**REQUIRED ACTION:** Quote exactly and only this range of lines in the data below: the line that holds "Query: baseboard" to the line that holds "Query: tv screen image of skier", both included.

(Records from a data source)
------------------------------

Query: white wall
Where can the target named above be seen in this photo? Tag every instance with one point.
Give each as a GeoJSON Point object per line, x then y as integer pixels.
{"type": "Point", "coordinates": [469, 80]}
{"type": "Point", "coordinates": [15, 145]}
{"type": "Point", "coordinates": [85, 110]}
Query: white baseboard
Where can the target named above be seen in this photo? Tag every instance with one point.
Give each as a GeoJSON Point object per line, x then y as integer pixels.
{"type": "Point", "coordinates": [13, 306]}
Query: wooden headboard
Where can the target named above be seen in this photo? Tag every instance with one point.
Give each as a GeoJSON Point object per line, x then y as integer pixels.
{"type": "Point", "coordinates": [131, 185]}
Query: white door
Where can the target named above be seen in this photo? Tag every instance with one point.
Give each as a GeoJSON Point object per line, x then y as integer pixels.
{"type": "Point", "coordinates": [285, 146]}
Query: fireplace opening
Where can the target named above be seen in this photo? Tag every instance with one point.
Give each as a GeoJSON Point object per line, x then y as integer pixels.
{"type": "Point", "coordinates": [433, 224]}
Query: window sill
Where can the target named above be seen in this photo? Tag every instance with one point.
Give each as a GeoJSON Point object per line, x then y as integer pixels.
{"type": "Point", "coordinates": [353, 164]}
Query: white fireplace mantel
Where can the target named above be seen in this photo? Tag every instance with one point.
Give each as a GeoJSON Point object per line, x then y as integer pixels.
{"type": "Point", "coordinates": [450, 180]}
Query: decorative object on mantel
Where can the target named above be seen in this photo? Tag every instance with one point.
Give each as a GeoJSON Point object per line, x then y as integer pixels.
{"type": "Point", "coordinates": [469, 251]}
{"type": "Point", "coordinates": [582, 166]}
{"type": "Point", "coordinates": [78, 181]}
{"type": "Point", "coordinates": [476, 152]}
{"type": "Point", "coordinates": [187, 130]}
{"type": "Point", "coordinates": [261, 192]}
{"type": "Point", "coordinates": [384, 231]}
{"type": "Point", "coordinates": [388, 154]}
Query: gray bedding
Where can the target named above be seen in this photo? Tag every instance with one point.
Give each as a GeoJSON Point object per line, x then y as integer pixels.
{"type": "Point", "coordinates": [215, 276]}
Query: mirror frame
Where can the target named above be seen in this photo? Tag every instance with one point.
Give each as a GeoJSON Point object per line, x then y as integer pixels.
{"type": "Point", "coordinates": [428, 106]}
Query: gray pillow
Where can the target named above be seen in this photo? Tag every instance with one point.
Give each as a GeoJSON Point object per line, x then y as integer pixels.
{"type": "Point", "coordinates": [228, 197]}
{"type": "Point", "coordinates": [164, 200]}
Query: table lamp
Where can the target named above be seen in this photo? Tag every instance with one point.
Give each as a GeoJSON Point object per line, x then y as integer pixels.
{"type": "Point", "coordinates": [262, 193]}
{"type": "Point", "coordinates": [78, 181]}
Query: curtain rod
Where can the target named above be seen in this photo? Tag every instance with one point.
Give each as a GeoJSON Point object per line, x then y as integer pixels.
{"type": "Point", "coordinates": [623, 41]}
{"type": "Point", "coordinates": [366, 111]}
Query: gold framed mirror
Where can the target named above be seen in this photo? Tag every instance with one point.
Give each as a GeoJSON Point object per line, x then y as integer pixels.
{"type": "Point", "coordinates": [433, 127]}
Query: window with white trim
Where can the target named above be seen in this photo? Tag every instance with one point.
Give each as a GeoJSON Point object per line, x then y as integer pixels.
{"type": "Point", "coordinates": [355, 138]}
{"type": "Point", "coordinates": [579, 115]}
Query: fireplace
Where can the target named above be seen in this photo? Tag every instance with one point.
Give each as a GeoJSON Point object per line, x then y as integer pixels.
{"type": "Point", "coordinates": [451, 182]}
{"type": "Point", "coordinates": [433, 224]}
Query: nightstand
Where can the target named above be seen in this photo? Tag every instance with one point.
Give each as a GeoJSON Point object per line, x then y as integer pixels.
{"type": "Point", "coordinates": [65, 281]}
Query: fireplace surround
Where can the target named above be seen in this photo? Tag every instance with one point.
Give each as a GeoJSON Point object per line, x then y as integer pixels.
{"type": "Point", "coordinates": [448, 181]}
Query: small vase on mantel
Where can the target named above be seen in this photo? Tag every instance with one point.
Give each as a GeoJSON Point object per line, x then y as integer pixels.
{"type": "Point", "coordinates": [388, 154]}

------------------------------

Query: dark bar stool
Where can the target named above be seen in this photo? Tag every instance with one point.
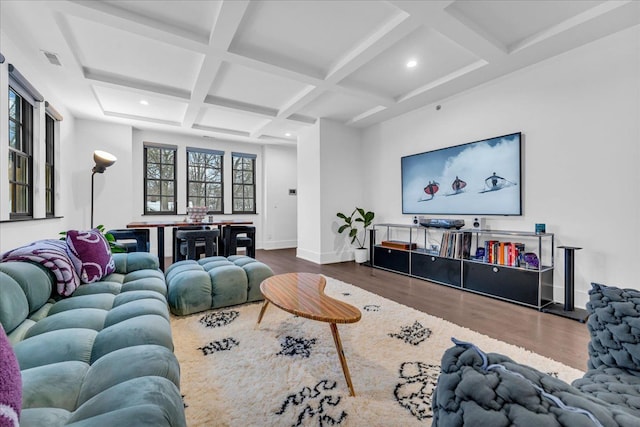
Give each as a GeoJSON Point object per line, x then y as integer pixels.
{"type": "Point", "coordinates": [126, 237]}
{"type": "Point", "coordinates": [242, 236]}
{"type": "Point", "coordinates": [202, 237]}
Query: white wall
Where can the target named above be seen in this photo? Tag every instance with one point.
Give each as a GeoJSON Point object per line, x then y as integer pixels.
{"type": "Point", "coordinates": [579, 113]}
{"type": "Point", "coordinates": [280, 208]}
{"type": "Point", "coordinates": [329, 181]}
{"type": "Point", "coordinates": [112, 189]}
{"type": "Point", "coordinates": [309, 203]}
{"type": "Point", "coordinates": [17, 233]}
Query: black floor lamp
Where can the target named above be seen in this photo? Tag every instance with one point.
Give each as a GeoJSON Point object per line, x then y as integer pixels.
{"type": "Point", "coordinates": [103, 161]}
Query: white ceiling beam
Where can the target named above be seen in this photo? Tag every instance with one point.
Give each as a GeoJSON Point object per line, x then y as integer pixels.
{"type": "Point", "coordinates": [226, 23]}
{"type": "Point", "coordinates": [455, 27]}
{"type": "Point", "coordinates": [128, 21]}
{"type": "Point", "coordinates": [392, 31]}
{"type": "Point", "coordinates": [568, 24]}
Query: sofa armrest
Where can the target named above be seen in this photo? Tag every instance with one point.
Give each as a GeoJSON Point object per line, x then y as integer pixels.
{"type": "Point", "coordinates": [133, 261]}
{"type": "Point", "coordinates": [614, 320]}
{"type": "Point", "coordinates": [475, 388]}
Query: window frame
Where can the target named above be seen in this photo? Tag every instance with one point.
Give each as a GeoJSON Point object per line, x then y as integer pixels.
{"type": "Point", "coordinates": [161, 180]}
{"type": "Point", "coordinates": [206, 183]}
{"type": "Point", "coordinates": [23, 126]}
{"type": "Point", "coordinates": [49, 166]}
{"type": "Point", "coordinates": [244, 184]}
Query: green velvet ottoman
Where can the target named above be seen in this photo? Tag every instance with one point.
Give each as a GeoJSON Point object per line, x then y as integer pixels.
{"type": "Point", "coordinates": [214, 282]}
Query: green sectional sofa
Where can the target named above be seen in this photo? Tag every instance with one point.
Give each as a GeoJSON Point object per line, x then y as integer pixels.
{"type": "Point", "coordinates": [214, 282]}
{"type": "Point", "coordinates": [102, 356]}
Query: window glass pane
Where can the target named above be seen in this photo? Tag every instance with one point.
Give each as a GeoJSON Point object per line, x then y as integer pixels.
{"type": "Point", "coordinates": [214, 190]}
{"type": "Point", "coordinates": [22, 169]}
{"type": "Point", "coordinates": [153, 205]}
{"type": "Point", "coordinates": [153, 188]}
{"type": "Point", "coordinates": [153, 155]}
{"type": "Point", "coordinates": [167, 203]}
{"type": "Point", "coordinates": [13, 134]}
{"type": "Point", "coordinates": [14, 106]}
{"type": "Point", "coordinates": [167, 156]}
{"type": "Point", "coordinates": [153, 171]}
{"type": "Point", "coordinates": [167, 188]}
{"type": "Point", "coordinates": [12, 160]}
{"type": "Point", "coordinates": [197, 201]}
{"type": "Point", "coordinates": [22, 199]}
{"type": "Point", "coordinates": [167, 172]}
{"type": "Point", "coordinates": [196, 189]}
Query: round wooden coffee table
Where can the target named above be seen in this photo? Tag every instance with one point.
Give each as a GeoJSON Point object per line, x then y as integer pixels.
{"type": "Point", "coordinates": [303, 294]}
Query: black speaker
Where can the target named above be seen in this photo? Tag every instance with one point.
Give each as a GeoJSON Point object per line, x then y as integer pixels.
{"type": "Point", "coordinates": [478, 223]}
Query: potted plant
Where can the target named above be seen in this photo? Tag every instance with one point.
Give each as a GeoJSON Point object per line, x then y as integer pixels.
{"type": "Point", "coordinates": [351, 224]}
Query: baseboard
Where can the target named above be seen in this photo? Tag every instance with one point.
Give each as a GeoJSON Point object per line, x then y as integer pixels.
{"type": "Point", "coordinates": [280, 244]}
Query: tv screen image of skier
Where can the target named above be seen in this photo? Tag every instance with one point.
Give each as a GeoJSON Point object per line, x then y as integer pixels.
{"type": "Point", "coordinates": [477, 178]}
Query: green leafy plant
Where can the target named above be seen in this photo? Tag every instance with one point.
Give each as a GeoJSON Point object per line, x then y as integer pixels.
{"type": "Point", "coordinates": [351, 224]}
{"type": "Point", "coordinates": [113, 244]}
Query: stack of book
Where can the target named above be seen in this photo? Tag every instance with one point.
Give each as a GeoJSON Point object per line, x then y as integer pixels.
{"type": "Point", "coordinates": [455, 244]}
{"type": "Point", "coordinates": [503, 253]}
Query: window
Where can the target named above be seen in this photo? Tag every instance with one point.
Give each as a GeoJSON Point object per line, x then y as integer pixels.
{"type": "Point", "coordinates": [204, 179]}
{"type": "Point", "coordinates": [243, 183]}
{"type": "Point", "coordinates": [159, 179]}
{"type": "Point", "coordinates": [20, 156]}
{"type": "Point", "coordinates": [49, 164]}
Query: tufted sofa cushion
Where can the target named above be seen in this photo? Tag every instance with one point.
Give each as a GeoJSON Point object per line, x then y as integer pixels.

------------------------------

**TASK OUTPUT:**
Query: baseboard
Where can the target named above be seen in this photo? Tag every instance with one point.
Give each as a GeoJSON Point object per line, x then y as integer pixels.
{"type": "Point", "coordinates": [280, 244]}
Query: tv screen image of skier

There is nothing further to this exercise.